- Consigne 1: Indiquez si chacune des affirmations suivantes concorde avec le texte sur Henri Schmitz, en répondant par oui ou par non et en citant textuellement les mots décisifs. (a) Henri Schmitz est né à Longchamps le 10 août 1904. (b) Les frères ont appris la musique auprès de leur grand-père. (c) Lors d'un bal, Henri reste dans le même café toute la soirée.
- Consigne 2: Transcrivez fidèlement le passage du texte sur Henri Schmitz allant de « Le texte ci-dessous » à « scientifique Roger Pinon) ».

Le texte ci-dessous est tiré du 33 tours Anthologie du Folklore Wallon – vol. 4 « Les airs à danser » (Decca 163.053) (Réalisation Claude Flagel et Françoise Lempereur. Supervision scientifique Roger Pinon)
C’est à Longchamps, petit village dans la région de Bastogne, qu’est né Henri Schmitz, le 10 août 1904. Vers l’âge de 10 ans, il se met avec deux de ses frères, à l’étude du violon, de l’accordéon, de l’harmonica (ou « musique à bouche ») et de la clarinette. Leur professeur n’est autre que leur père, excellent ménétrier, lui-même fils de ménétrier. Ernest, frère d’Henri, se plaît à répéter que la plus grande partie du répertoire d’Henri (valses, mazurkas, polkas, scottishes, maclotes, etc) vient, via leur père, du grand-père, ancien berger, mort en 1934 à l’âge de 88 ans.
Vers 1922, Henri part travailler dans une usine de la région liégeoise; parfait animateur, il se produit en intermède dans un cinéma de la grande ville industrielle. Lorsqu’il a l’occasion de revenir au pays, il « joue bal » à quelque kermesse d’un village voisin. Le programme est simple : une heure de danses, une heure de chansons et histoires drôles, une autre heure de danse, etc. Afin de ne pas créer de jalousie, il change de café au cours de la soirée, la foule se déplaçant bien entendu avec lui.

Données d'ancrage d'objets en langage naturel
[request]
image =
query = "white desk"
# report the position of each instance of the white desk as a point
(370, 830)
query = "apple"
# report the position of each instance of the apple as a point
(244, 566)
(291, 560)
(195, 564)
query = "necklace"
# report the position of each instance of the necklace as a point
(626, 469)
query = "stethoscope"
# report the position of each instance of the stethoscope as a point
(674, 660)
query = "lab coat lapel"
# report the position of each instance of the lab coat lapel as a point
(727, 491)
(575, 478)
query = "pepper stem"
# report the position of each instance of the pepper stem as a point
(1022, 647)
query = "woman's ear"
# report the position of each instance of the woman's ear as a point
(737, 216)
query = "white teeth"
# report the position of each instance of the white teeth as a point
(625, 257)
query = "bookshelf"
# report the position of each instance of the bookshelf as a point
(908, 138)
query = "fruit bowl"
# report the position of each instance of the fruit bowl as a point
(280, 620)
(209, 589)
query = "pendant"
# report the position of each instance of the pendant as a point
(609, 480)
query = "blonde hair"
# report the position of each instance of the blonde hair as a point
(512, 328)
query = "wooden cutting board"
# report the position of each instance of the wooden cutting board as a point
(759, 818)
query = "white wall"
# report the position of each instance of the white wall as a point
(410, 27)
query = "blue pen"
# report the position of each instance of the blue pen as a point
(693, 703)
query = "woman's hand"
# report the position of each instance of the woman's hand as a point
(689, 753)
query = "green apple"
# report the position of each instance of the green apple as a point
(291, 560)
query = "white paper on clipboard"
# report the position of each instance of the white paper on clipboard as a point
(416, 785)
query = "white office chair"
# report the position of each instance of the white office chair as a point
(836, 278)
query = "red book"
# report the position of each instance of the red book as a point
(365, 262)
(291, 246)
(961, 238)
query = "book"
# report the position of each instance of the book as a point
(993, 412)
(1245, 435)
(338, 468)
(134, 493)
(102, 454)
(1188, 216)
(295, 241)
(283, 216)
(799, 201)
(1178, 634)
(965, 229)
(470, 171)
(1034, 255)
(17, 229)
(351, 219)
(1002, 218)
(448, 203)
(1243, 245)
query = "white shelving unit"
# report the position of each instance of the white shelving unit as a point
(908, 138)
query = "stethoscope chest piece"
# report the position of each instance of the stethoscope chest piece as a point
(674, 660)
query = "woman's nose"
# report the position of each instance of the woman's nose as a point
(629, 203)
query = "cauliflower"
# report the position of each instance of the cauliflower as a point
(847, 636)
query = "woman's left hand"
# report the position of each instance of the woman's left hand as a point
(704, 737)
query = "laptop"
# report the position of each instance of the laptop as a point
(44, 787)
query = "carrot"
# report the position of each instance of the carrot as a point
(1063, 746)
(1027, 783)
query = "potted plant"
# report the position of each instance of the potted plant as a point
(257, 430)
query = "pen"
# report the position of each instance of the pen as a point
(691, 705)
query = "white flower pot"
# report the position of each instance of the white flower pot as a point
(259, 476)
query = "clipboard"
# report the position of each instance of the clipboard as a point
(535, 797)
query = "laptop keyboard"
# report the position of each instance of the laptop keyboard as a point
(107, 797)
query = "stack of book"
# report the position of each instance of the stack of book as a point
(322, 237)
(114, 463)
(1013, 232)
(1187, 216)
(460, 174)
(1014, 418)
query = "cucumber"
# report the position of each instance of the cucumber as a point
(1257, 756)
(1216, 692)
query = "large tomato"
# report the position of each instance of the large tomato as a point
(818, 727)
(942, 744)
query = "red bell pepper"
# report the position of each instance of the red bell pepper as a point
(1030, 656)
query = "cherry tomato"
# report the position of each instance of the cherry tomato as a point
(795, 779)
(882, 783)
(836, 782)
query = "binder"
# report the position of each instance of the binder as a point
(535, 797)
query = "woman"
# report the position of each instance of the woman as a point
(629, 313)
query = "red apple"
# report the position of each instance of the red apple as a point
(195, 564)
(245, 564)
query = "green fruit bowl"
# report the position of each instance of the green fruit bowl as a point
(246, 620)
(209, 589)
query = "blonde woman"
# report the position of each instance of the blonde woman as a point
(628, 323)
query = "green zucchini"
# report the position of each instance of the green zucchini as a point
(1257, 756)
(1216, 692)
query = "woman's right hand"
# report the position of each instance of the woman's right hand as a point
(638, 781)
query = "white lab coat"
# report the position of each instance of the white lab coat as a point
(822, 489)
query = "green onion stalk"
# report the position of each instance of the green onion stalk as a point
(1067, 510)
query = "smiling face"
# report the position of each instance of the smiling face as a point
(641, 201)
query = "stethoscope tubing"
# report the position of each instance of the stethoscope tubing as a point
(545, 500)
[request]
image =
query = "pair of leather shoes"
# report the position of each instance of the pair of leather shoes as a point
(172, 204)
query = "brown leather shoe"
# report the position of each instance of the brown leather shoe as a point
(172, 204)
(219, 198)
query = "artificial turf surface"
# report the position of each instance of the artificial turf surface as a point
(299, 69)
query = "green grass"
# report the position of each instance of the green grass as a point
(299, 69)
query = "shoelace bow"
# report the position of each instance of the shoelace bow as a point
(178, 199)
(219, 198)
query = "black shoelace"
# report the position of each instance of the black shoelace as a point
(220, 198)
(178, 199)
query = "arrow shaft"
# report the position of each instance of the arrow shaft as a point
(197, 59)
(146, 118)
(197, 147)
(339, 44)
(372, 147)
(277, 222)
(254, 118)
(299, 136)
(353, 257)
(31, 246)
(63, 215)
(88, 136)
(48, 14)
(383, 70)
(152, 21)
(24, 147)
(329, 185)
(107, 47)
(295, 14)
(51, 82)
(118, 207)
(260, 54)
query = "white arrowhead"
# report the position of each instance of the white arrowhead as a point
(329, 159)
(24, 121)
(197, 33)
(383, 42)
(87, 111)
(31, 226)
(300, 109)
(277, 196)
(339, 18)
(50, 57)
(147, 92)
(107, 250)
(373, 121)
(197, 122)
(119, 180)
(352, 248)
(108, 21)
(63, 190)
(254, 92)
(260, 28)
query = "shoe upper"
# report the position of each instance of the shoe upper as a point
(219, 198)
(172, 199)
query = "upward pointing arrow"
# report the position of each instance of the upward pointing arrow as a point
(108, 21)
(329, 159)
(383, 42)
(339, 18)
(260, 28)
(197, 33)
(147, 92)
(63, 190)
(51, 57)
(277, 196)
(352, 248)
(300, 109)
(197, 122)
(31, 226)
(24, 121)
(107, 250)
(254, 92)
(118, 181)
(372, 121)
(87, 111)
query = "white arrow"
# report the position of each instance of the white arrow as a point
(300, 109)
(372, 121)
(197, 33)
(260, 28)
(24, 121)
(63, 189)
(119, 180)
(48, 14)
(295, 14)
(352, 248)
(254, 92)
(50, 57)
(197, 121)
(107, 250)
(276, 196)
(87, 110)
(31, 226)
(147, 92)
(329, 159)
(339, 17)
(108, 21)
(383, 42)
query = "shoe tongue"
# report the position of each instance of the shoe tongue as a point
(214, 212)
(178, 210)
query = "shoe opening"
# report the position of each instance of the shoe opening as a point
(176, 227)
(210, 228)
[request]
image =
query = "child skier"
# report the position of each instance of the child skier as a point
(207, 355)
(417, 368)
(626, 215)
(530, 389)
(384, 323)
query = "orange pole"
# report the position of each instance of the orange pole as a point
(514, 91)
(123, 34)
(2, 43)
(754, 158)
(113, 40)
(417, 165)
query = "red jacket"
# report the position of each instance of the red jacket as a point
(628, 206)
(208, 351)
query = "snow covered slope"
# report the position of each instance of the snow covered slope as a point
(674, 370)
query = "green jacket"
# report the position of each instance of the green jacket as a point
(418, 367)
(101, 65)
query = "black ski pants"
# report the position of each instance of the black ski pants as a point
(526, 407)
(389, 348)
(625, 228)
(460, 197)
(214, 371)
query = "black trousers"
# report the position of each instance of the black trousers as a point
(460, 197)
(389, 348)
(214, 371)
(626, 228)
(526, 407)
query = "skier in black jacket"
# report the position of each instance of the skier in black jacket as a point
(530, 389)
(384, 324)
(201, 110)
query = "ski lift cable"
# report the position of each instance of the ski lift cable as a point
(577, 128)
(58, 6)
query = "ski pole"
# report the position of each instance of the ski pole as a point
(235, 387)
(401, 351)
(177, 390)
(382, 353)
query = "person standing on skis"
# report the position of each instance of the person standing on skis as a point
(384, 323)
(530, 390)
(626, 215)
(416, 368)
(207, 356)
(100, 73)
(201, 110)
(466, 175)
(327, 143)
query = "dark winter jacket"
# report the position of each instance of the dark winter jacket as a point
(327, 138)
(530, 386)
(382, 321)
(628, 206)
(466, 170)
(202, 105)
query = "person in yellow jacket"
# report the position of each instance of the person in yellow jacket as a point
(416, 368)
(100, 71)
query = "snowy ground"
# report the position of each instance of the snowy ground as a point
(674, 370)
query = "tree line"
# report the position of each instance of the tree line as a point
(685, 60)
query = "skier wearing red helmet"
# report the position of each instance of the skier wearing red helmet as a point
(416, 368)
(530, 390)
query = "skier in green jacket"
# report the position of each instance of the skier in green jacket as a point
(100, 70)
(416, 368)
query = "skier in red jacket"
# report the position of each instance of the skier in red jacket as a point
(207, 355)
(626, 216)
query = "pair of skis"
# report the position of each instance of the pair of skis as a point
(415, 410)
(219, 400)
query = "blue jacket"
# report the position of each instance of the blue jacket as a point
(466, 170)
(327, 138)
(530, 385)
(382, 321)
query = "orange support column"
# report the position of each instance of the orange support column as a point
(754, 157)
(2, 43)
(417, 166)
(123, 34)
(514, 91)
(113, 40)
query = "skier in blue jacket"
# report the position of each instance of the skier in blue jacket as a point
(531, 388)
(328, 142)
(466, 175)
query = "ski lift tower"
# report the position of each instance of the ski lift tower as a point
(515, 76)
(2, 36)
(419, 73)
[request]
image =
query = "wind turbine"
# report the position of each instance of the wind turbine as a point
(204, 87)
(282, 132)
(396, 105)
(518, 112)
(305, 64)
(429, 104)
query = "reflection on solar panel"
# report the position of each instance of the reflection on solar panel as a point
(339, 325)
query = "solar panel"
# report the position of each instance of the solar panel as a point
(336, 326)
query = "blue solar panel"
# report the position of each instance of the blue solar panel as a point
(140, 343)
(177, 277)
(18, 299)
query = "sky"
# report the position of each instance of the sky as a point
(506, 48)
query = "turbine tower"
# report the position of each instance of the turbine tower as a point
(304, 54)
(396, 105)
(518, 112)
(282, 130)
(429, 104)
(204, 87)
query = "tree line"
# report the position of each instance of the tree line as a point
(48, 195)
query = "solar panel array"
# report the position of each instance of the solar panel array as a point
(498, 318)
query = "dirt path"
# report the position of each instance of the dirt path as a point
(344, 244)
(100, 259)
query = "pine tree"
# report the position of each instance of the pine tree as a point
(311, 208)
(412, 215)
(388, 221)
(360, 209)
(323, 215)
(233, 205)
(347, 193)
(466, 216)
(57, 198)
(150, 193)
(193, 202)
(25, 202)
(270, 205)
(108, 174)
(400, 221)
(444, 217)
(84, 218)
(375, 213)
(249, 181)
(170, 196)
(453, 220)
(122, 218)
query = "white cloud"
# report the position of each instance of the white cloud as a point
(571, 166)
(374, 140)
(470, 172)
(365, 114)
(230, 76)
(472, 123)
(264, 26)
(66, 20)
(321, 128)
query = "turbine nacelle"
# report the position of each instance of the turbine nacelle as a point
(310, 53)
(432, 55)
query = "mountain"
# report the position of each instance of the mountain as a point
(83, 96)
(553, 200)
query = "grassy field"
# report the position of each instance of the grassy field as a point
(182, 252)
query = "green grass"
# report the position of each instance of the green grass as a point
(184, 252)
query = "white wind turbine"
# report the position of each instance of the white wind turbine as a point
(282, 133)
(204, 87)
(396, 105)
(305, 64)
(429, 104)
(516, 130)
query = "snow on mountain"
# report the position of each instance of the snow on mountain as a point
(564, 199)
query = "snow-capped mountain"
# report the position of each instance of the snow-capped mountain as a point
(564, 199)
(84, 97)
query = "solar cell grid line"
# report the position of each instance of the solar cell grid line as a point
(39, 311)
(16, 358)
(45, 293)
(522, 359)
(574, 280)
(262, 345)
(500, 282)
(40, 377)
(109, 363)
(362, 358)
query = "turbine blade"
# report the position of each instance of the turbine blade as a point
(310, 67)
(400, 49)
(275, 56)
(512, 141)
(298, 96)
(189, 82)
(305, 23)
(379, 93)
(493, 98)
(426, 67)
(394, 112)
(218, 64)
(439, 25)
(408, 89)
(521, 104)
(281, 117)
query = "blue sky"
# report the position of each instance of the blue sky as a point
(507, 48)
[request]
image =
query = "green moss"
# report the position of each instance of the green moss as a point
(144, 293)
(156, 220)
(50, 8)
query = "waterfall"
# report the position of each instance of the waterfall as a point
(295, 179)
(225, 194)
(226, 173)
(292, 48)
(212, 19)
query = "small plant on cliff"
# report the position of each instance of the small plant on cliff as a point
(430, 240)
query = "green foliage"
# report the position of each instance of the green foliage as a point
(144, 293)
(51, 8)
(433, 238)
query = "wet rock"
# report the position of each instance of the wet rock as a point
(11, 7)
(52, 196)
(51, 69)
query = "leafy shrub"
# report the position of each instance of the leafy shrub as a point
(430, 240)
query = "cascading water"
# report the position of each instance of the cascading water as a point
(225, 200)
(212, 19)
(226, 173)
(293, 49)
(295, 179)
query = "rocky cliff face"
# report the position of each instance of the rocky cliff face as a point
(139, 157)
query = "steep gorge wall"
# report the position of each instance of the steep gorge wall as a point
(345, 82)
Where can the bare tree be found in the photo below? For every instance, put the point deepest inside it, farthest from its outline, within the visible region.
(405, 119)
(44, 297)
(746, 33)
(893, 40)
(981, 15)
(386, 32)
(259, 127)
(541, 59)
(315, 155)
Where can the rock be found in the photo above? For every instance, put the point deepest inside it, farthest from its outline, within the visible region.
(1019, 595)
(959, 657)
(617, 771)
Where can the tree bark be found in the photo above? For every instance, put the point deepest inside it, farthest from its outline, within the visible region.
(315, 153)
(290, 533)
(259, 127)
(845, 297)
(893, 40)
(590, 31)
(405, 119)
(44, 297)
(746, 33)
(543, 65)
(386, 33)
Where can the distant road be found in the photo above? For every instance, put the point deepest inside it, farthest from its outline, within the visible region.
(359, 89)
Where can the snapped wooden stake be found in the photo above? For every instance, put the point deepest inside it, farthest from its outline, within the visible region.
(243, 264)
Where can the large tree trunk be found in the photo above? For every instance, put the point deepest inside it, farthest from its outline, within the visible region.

- Réponse finale 1:
(a) Oui : « C’est à Longchamps, petit village dans la région de Bastogne, qu’est né Henri Schmitz, le 10 août 1904 ».
(b) Non : « Leur professeur n’est autre que leur père ».
(c) Non : « il change de café au cours de la soirée ».

- Réponse finale 2:
Le texte ci-dessous est tiré du 33 tours Anthologie du Folklore Wallon – vol. 4 « Les airs à danser » (Decca 163.053) (Réalisation Claude Flagel et Françoise Lempereur. Supervision scientifique Roger Pinon)